▶ What to produce
Please set down only the lines between the line containing "Reviewer note: every instance of the sky" and the end of the records, inclusive, exactly as they stand.

[Saved entries]
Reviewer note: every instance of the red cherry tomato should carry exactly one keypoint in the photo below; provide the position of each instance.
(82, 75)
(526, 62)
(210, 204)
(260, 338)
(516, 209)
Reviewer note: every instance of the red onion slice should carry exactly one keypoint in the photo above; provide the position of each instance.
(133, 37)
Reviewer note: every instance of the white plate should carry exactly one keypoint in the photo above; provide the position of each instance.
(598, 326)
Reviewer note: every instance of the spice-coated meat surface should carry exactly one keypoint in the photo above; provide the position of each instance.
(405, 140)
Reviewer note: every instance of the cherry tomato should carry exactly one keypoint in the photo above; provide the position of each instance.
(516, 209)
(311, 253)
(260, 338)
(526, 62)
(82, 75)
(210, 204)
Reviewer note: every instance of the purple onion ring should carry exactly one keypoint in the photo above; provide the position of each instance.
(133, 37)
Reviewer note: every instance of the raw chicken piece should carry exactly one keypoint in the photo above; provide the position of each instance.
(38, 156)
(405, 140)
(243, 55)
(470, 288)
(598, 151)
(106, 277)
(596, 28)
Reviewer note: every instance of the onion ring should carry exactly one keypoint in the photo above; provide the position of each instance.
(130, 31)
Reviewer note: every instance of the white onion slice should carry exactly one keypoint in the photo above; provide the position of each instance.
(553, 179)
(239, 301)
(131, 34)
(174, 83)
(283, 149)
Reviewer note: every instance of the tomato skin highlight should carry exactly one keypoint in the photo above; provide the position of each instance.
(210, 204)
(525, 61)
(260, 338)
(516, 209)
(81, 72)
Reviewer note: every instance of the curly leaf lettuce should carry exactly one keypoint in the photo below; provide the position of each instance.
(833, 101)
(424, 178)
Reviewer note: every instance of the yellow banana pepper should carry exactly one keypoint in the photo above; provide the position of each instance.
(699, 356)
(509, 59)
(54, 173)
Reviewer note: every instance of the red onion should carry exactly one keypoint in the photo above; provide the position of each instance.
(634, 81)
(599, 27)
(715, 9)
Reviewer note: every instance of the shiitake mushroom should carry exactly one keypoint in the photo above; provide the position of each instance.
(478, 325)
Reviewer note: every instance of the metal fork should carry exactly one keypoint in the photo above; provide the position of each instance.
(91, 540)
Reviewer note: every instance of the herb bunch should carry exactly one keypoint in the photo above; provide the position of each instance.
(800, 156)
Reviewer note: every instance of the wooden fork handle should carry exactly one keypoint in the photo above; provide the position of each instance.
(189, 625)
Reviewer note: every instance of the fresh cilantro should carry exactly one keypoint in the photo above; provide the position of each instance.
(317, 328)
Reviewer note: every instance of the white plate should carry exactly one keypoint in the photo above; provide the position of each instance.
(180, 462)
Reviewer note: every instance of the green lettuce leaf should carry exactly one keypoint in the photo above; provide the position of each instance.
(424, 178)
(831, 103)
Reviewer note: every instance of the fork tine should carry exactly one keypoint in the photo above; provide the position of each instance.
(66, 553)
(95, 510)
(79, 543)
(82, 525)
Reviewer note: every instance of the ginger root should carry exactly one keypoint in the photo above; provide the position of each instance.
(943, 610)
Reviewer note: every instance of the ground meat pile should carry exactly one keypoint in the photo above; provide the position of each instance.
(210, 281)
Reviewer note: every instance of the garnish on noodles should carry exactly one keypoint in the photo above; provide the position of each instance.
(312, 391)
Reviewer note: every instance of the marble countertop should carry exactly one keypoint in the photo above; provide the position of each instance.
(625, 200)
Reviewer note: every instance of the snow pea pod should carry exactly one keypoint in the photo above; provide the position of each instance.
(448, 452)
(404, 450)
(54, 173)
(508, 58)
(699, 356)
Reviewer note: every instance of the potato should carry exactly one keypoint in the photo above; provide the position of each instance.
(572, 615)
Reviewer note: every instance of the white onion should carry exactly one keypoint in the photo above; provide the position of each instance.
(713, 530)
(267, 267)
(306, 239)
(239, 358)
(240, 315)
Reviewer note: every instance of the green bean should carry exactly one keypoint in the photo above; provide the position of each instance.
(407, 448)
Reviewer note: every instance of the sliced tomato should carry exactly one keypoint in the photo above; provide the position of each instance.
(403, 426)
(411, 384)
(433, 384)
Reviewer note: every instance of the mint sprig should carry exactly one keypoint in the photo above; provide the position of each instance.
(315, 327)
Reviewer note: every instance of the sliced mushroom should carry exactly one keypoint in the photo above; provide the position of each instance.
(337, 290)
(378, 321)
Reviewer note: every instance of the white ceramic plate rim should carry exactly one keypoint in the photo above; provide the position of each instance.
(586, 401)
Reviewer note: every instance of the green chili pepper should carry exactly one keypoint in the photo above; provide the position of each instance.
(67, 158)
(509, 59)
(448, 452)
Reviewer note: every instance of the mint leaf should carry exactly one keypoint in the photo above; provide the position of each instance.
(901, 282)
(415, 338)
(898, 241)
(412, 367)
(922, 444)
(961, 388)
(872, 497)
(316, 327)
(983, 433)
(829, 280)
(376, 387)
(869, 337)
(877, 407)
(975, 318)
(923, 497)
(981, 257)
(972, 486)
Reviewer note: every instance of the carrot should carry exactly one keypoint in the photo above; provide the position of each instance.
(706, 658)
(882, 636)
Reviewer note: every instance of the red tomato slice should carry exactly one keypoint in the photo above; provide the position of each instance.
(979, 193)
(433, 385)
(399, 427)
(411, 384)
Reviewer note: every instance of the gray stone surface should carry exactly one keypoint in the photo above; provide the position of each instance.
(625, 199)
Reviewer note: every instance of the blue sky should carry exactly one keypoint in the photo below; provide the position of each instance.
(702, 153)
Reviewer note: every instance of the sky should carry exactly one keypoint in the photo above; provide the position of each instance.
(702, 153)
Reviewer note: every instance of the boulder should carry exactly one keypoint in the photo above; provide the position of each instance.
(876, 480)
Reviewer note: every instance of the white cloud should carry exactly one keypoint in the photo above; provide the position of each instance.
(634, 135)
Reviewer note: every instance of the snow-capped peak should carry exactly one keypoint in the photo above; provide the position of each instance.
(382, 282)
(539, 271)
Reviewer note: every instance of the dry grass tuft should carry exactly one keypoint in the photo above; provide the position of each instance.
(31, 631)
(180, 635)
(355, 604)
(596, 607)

▶ Output of the exercise
Reviewer note: every instance of the sky should carry exactly one keypoint in the photo above; provide the position of each instance.
(702, 153)
Reviewer note: every instance of the boulder should carry exactly one keypoint in the photo above; provide the position of each instance.
(876, 480)
Reviewer note: every instance of the white cloud should carry exactly one keypoint in the photo above; provide the position of each instance.
(634, 135)
Reviewer note: every instance of the snow-capped peak should carry exactly one keypoint in the photo above; provide the position of each instance.
(382, 282)
(539, 271)
Reviewer note: every instance of the dry grass tuft should carry exactly one keypoint in the photo above; provide the position of each instance.
(31, 631)
(180, 635)
(355, 604)
(596, 607)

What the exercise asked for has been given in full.